**WORK REQUIRED**
Every line from the line containing "the concrete pillar" to the end of the data must appear in the answer exactly as it appears there, and nothing else.

**MATERIAL PROVIDED**
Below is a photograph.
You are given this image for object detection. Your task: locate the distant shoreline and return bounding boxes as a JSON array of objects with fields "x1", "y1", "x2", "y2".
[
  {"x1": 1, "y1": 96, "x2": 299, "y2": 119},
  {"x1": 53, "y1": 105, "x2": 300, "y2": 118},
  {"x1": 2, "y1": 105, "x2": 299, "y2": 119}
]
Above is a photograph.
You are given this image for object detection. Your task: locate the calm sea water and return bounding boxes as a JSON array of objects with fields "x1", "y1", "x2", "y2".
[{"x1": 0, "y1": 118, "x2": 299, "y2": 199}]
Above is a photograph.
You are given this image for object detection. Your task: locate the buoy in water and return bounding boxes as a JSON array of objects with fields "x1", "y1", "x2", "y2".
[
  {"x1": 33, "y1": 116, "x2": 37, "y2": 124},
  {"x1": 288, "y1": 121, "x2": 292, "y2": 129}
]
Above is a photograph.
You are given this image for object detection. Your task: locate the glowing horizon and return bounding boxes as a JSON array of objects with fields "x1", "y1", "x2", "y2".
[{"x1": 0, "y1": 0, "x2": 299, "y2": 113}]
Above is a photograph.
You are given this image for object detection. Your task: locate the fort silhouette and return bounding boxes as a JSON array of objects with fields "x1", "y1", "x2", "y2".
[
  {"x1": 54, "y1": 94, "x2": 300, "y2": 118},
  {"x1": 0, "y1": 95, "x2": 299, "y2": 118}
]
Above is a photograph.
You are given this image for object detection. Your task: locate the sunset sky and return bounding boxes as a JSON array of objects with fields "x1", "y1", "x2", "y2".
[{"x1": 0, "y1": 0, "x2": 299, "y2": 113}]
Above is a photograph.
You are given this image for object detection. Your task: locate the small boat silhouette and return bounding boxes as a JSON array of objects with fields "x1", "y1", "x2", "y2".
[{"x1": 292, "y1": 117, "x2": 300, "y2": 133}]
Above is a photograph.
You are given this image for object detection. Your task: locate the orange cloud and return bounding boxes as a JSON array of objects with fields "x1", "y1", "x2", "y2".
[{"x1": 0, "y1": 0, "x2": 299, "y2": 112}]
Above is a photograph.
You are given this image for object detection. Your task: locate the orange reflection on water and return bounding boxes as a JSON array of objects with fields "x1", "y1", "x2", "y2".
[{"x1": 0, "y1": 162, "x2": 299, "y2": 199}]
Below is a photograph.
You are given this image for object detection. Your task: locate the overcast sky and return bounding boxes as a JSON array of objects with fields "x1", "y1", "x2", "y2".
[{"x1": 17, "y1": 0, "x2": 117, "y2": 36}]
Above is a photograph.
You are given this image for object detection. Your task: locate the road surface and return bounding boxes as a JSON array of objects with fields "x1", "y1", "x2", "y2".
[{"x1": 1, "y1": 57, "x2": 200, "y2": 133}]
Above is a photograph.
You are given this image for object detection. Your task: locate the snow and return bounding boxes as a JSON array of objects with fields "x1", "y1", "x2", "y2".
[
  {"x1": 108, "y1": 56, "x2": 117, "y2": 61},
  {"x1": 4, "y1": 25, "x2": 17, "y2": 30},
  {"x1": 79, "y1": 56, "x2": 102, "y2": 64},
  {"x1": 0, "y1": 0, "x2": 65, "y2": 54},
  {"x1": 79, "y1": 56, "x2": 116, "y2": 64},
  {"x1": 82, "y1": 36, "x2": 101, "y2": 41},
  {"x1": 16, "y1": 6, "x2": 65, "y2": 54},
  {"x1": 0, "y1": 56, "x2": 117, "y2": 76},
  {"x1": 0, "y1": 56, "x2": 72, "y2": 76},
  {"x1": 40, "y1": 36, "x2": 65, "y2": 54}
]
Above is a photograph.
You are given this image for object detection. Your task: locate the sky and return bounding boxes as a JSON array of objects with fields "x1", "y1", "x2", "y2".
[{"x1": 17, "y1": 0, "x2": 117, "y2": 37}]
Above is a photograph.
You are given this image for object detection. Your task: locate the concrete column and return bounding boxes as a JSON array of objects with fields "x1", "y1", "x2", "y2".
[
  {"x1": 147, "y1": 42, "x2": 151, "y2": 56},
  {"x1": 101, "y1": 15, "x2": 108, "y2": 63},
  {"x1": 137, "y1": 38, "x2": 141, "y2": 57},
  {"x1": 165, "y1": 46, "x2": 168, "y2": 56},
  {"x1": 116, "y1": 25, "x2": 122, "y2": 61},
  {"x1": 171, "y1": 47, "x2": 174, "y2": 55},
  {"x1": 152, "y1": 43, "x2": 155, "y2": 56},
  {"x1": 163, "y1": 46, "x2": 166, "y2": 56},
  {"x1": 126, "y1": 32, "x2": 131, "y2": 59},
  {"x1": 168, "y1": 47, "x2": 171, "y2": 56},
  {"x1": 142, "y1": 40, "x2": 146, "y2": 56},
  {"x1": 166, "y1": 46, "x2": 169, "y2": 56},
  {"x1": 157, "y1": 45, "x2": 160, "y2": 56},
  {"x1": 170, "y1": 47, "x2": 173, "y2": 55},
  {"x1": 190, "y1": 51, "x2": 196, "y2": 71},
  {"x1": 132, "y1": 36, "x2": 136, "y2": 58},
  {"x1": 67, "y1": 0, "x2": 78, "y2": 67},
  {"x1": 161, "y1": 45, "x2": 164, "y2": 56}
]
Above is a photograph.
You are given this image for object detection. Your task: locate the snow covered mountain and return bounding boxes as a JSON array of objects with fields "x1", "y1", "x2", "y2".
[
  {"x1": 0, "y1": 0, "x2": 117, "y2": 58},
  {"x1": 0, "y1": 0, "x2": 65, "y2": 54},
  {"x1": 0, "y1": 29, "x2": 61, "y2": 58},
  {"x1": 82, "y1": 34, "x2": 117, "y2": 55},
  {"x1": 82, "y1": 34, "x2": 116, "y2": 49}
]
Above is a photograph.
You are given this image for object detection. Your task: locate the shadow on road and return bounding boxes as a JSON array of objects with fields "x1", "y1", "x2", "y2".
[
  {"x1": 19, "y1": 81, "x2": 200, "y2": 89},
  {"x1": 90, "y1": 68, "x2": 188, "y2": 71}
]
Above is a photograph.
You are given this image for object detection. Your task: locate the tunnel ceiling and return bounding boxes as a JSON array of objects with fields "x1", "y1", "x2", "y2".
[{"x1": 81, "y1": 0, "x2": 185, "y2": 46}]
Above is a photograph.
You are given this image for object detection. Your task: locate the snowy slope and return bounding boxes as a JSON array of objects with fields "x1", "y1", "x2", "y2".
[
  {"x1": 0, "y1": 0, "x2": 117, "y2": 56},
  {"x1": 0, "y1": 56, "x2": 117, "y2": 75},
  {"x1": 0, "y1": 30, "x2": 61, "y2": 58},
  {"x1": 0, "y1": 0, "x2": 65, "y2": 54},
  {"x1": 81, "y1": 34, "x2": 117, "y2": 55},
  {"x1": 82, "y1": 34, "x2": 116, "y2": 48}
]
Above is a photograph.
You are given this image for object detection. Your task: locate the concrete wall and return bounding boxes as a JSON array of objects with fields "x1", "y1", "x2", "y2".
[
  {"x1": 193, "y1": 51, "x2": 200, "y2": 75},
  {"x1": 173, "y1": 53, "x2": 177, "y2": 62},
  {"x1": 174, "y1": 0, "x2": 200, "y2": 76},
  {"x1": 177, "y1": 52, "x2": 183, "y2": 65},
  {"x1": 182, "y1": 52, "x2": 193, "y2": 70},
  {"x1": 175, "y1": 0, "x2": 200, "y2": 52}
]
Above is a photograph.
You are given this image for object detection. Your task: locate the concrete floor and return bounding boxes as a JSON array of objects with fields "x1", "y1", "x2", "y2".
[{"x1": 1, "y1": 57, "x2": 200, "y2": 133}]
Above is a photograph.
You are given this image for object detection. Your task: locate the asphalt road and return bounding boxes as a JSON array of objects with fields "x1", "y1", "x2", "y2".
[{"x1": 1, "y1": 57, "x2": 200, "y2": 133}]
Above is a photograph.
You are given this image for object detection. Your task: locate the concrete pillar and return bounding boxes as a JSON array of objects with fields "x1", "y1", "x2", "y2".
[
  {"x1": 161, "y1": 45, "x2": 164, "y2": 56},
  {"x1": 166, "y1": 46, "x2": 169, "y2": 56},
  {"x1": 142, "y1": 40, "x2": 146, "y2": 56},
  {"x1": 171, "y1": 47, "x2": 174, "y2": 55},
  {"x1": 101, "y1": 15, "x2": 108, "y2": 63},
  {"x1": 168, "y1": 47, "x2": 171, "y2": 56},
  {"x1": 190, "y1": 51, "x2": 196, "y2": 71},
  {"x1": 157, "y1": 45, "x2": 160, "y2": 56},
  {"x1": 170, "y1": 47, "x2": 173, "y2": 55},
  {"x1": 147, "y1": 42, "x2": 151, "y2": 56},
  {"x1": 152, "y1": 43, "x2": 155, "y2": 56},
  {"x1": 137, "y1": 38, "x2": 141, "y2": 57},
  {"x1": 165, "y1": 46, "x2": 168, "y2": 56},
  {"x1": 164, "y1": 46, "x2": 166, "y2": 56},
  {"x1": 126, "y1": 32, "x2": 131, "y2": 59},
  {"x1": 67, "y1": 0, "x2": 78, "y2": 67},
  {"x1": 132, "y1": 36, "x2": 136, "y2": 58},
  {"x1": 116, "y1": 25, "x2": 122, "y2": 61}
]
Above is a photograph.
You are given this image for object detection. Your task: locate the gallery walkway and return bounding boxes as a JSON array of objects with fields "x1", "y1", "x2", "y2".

**OUTPUT FOR THIS EXERCISE**
You are given this image for object detection. Your task: locate the concrete pillar and return bounding boxes as a JSON array of objects with fields "x1", "y1", "x2", "y2".
[
  {"x1": 161, "y1": 45, "x2": 164, "y2": 56},
  {"x1": 166, "y1": 46, "x2": 169, "y2": 56},
  {"x1": 142, "y1": 40, "x2": 146, "y2": 56},
  {"x1": 171, "y1": 47, "x2": 174, "y2": 55},
  {"x1": 101, "y1": 15, "x2": 108, "y2": 63},
  {"x1": 168, "y1": 47, "x2": 171, "y2": 56},
  {"x1": 190, "y1": 51, "x2": 196, "y2": 71},
  {"x1": 157, "y1": 45, "x2": 160, "y2": 56},
  {"x1": 170, "y1": 47, "x2": 173, "y2": 55},
  {"x1": 147, "y1": 42, "x2": 151, "y2": 56},
  {"x1": 152, "y1": 43, "x2": 155, "y2": 56},
  {"x1": 137, "y1": 38, "x2": 141, "y2": 57},
  {"x1": 165, "y1": 46, "x2": 168, "y2": 56},
  {"x1": 164, "y1": 46, "x2": 166, "y2": 56},
  {"x1": 126, "y1": 32, "x2": 131, "y2": 59},
  {"x1": 67, "y1": 0, "x2": 78, "y2": 67},
  {"x1": 132, "y1": 36, "x2": 136, "y2": 58},
  {"x1": 116, "y1": 25, "x2": 122, "y2": 61}
]
Above is a photograph.
You are given this image for object detection. Your task: locate the gallery walkway and return bounding boxes as a JSON array of objects with fields "x1", "y1", "x2", "y2".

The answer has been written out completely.